## EXERCISE REQUIREMENTS:
Copy the records below exactly, but leave out any picture they contain.

## RECORDS TO PROCESS:
____

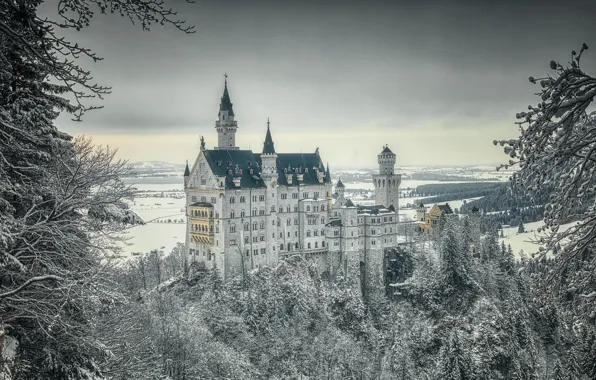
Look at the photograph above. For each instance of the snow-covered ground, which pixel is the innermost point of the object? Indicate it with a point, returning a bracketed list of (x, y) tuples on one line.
[(522, 242)]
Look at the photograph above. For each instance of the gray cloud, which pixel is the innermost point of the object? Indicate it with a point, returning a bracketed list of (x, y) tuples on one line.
[(332, 65)]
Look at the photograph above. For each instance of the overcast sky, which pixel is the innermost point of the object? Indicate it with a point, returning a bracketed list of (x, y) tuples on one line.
[(435, 80)]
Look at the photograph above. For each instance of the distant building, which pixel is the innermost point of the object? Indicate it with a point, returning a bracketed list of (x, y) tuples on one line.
[(430, 219), (249, 209)]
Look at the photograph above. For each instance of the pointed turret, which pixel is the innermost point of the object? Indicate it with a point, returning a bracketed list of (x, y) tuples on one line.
[(328, 175), (226, 126), (226, 103), (186, 170), (268, 147)]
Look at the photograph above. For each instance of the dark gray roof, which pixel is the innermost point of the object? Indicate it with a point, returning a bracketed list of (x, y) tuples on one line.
[(222, 161), (445, 209), (201, 204), (335, 223), (226, 103), (296, 163), (376, 209), (268, 147)]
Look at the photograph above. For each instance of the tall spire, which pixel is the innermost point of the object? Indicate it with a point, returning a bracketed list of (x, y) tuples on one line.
[(226, 103), (327, 175), (268, 147)]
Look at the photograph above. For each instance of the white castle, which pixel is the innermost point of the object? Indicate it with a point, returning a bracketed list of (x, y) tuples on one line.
[(247, 209)]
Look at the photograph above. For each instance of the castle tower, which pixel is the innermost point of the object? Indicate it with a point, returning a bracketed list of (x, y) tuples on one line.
[(387, 182), (269, 160), (226, 126), (340, 188)]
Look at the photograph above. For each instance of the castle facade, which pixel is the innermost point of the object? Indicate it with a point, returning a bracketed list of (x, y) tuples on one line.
[(247, 209)]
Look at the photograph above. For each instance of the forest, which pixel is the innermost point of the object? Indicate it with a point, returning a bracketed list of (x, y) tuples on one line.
[(464, 308)]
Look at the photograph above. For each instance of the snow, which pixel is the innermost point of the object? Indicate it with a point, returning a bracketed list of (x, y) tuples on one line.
[(522, 241)]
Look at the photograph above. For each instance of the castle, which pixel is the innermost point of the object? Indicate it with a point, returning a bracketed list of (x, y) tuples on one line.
[(247, 209)]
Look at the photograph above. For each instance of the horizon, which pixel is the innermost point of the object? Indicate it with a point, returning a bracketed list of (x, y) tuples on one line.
[(436, 82)]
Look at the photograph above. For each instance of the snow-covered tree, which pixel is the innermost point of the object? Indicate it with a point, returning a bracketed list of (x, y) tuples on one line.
[(556, 149)]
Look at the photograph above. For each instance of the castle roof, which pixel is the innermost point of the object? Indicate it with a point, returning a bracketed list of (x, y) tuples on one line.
[(296, 163), (335, 223), (445, 209), (386, 149), (221, 161), (376, 209), (226, 103), (268, 147)]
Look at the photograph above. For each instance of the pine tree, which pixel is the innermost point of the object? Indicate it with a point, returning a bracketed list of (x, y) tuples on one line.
[(520, 227), (454, 362)]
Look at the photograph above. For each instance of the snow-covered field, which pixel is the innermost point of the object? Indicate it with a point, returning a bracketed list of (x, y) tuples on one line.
[(161, 205), (522, 242)]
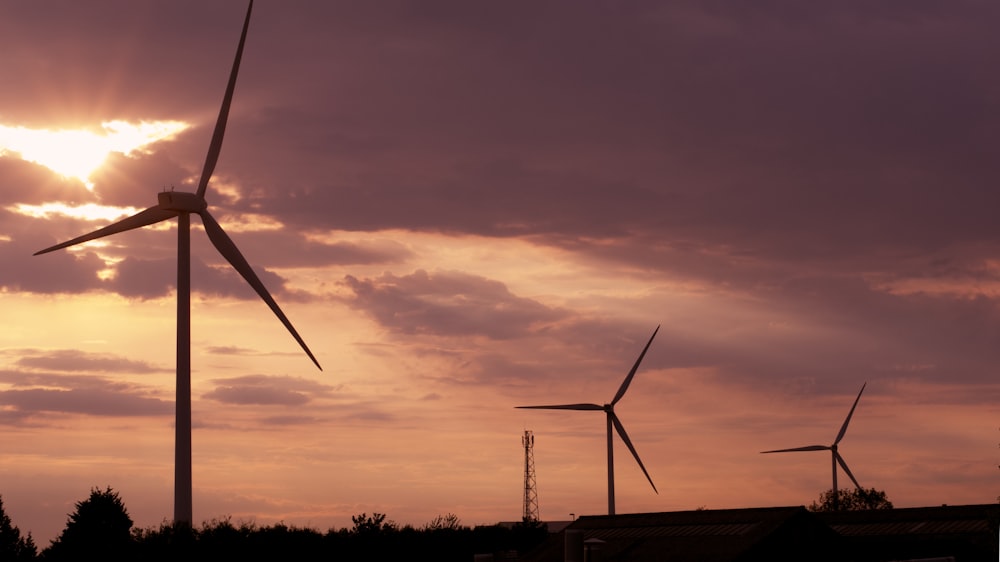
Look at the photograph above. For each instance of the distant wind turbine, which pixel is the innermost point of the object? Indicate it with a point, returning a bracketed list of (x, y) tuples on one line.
[(609, 410), (836, 458), (181, 205)]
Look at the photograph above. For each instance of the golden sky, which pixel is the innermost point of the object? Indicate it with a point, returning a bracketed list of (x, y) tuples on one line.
[(465, 208)]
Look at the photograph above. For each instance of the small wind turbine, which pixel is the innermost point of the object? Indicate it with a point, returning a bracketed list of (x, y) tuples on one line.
[(176, 204), (609, 410), (836, 458)]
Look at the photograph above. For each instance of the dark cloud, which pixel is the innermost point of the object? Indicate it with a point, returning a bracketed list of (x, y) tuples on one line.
[(448, 303)]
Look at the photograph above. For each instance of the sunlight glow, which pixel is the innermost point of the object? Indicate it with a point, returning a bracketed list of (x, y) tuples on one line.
[(78, 153), (89, 211)]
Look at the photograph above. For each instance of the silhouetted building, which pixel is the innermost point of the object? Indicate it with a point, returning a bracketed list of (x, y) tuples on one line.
[(960, 534)]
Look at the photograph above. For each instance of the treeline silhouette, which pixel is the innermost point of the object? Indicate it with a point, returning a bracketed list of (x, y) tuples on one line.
[(101, 529)]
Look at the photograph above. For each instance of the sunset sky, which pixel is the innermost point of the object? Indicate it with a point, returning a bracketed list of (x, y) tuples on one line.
[(468, 206)]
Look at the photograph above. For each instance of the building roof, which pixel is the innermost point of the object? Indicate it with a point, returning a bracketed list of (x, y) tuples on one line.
[(964, 533), (774, 533)]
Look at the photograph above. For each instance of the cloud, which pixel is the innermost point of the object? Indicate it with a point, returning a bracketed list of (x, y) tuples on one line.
[(72, 360), (93, 402), (448, 303), (267, 390)]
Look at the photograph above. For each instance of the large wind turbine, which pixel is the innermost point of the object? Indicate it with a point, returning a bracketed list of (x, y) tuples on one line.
[(609, 410), (835, 455), (181, 205)]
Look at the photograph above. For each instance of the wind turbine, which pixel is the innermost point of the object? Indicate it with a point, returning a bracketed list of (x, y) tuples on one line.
[(835, 455), (609, 410), (181, 205)]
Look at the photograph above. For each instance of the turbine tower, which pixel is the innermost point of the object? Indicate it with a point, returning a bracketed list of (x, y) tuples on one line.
[(834, 453), (182, 205), (612, 420), (530, 491)]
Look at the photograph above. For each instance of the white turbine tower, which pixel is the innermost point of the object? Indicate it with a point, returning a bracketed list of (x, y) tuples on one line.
[(181, 205), (612, 419), (834, 453)]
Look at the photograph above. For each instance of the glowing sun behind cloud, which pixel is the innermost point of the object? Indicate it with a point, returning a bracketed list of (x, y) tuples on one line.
[(77, 153)]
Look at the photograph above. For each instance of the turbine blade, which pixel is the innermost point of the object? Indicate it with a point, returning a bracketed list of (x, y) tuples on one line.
[(628, 378), (843, 428), (150, 216), (564, 407), (843, 465), (628, 443), (220, 125), (228, 249), (809, 448)]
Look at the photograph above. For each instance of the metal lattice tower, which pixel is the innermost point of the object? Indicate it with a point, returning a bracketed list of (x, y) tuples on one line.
[(530, 492)]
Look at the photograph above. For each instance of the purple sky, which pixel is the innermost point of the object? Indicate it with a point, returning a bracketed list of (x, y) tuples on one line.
[(474, 206)]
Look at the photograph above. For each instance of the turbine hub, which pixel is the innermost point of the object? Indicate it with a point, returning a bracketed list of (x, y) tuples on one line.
[(181, 201)]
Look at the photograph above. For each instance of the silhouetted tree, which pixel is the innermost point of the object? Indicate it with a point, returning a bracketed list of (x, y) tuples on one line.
[(13, 546), (852, 500), (363, 524), (99, 529), (444, 522)]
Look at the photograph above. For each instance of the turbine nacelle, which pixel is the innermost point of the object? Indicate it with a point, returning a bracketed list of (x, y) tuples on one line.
[(181, 202), (613, 423)]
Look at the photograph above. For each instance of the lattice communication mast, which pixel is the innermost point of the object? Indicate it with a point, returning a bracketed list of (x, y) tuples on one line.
[(530, 492)]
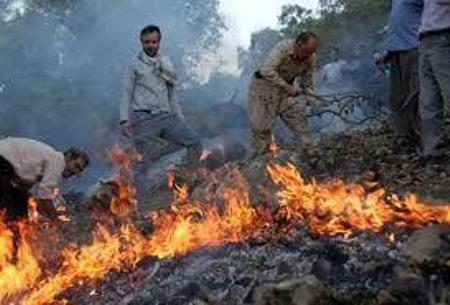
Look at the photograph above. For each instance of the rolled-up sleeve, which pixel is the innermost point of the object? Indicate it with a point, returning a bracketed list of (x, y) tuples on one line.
[(128, 85), (169, 75), (269, 68), (48, 188), (307, 81)]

____

## EXPECTED ANSWER:
Look at the photograph above. For each instance of the snow-covered ground, which pixel is the innermost point of the object? Indicate it with a point, returning a bracketed list of (x, y) tuples on one line.
[(522, 242)]
Look at the photograph above. For each instance of the gray cloud, which pixel is the innermost point of the object? Indicate it with a point, returning a bracketed list of (x, y) tuples on one line.
[(332, 65)]
Look at the photograph above. For each instance of the overcast sky, which pixel is the innermost point of the object? Indicate it with a point, returning a bracketed list of (x, y) tuples on one line.
[(435, 80)]
Look at the photograph above. For each instance of the distant building, which pixel is the innermost point of the object? Indicate it with a point, returning a bracketed list of (x, y) tuples on one line.
[(430, 219), (249, 209)]
Look at the photograph above. For each instance of the pointed turret, which pixel is the innermost point of the object? Indicate it with a point, returning a bracketed list of (x, y) tuples on one line.
[(328, 175), (226, 126), (226, 103), (186, 170), (268, 147)]
Look at the photograph above. For each instance of the dark gray roof, which pixel is the innermost point of the object? Indicate it with a point, returning a bracketed list of (x, y) tuples on one line.
[(222, 161), (445, 209), (201, 204), (335, 223), (226, 103), (296, 163), (376, 209), (268, 147)]
Look at the photograph above. For each instance of the tall spire, which pixel is the innermost point of the object? Indicate it with a point, returning a bracketed list of (x, y) tuples on one line.
[(226, 103), (327, 175), (268, 147)]
Look at the photograph above. For each instance of the white castle, which pixel is the innermost point of the object? Indicate it with a point, returning a bracketed list of (x, y) tuples on one line.
[(247, 209)]
Look at the photograph above. For each instance of the castle tower, which pixel is the innermost point of the object? Indicate it with a point, returning a bracketed list of (x, y) tuples on one line.
[(387, 182), (269, 160), (226, 126), (340, 188)]
Look at the photograph above. For each instance of the castle facade, which pixel is the innermost point of the object? Indicate it with a point, returning a bracketed list of (x, y) tuples on one line.
[(247, 209)]
Look at the photograph above. For each instance of the forest, which pixel is the innermost point of the object? Indicate it with a point, returning a bracketed list of (x, y) tuples on one line.
[(464, 308)]
Look at the photograph above. For each instance of the snow, which pixel is the innermost point of the object? Indicate it with a point, returning a bracketed list of (x, y) tuples on one line.
[(522, 241)]
Look at the photograph above. For each instance of the castle, which pixel is the innermost point of the object? Indicate it with a point, returning a bracketed list of (x, y) tuples on one line.
[(247, 209)]
Look at the photograph above. For each instance of the horizon, which pixel is the innermost point of the object? Indicate it with a point, returning a bracketed list of (x, y) tuples on one line.
[(436, 82)]
Look at the photograph above. For each instance of the snow-covered tree, which pixel is the innermost point of the object? Indicate it with a point, returning a bracketed list of (x, y) tuples on one line.
[(556, 149)]
Look at the photograph above. For each instance of the castle roof, which pixel is the innermost point of the object? Indicate it with a point, returning a bracketed list of (x, y) tuples on one line.
[(296, 163), (335, 223), (445, 209), (386, 149), (221, 161), (376, 209), (226, 103), (268, 147)]
Look at the photograph above. For each instance of the pine tree, which pixel is the innermost point of the object? Indicate it with a point, returning a bracketed list of (x, y) tuples on one line.
[(520, 227), (454, 362)]
Look at the photograph above. For each instance of the snow-covered field, which pixel is the innermost point of the object? Indicate it with a point, returning a bracketed list of (x, y) tuples on one line.
[(161, 205), (522, 242)]
Look at the photograph above. For each instance of the distant wind turbine, which pixel is the innermost point of the object? Indicate it with a point, returning a bracketed list of (x, y) tuples on one line.
[(609, 410), (836, 458), (181, 205)]
Look at the photograph above. For each instance of the golden sky, which pixel is the innermost point of the object? Indicate it with a point, returning a bracketed list of (x, y) tuples on one line.
[(465, 208)]
Look at the photograph above. For each instance of the small wind turbine, which pixel is the innermost point of the object? Indicate it with a point, returning a bracketed list of (x, y) tuples on one line.
[(176, 204), (609, 410), (836, 458)]
Look at the photograph above. For each instance of the dark cloud, which pixel is the innermost point of the object? Indicate it with a point, returning a bracketed list of (x, y) tuples on one line.
[(448, 303)]
Look at the photograph above. For each instance of the sunlight glow, which pixel is the innermost point of the object? Indicate it with a point, returning a bracketed list of (x, y) tuples on one line.
[(78, 153), (89, 211)]
Look at the photograph above. For each instance of the silhouetted building, which pixel is the innermost point of the object? Indicate it with a point, returning a bracketed list of (x, y) tuples on one line.
[(960, 534)]
Look at the photograph above. For each instance of the treeline silhouette, which pixel is the innermost point of the object? Indicate it with a point, returning a bracketed list of (x, y) tuples on one line.
[(101, 529)]
Look at the photograph above. For each instance of the sunset sky, which pixel is the innermost point of the object? Indicate it with a point, returning a bracketed list of (x, y) tuples on one line.
[(468, 206)]
Look at the photograph above. For each instance of the building roof, which pixel is the innermost point of the object? Indicate it with a point, returning a bracketed list of (x, y) tuples on one line.
[(964, 533), (774, 533)]
Look at the photograph above. For each instance of the cloud, which pixel is the innermost point of the object? Indicate it with a point, returning a bracketed list of (x, y) tuples on one line.
[(72, 360), (93, 402), (448, 303), (267, 390)]
Look at the photograph above. For each instance of the large wind turbine, which pixel is the innermost point of the object? Indicate it with a point, returning a bracketed list of (x, y) tuples on one line.
[(609, 410), (835, 455), (181, 205)]
Look at the photograph above. For each instance of the wind turbine, which pixel is the innermost point of the object? Indicate it with a point, returning a bracketed list of (x, y) tuples on one line.
[(835, 455), (609, 410), (181, 205)]
Look at the photograph above. For each instance of the turbine tower, which pixel is the innermost point of the object? Indicate it with a point, returning a bracketed list of (x, y) tuples on one line.
[(834, 453), (182, 205), (612, 420), (530, 491)]
Look at the photograph above. For each instance of the white turbine tower, which pixel is the innermost point of the object? Indicate it with a point, returning a bracketed list of (x, y) tuples on one line.
[(181, 205), (612, 419), (834, 453)]
Look at the photograph above. For each instance of the glowing sun behind cloud, which pixel is the innermost point of the object? Indicate it with a point, returning a bracketed list of (x, y) tuples on one line.
[(77, 153)]
Look at the photograph above. For each instance of the turbine blade, which pixel is the innermost point of the object? Indicate it with a point, returning a bracketed list of (x, y) tuples on one line.
[(628, 378), (843, 428), (150, 216), (564, 407), (843, 465), (628, 443), (220, 125), (228, 249), (809, 448)]
Look at the photograph above. For each instance of the metal lattice tower, which pixel is the innermost point of the object? Indicate it with a point, returning a bracketed list of (x, y) tuples on one line.
[(530, 492)]
Look at the photograph above. For each instance of the purple sky, which pixel is the innermost point of the object? Indicate it with a point, returning a bracketed list of (x, y) tuples on one line.
[(474, 206)]
Look at the photograph above. For each instance of the turbine hub, which pixel is the innermost point of the object? Indicate it with a point, returning a bracketed list of (x, y) tuples on one line.
[(181, 201)]
Look at the photograph above. For each instance of the silhouetted tree, which pixel is the innermost point of the object? Indicate it with a point, returning a bracketed list of (x, y) tuples on one line.
[(13, 546), (852, 500), (363, 524), (99, 529), (444, 522)]
Look at the photograph above. For each instance of the turbine nacelle, which pixel is the innermost point of the object? Indicate it with a point, returning a bracketed list of (x, y) tuples on one line.
[(181, 202), (613, 423)]
Look at the photograph above. For each instance of the lattice communication mast, which pixel is the innermost point of the object? Indicate it with a point, returning a bracketed list of (x, y) tuples on one line.
[(530, 492)]
Look at the photograph above. For each instance of the rolled-up sleeve, which pixel is the innermost point of the object? Indicate it with a point, returning a bracketed list of (x, y) tuples on one line.
[(128, 85), (169, 75), (269, 68), (48, 188), (307, 81)]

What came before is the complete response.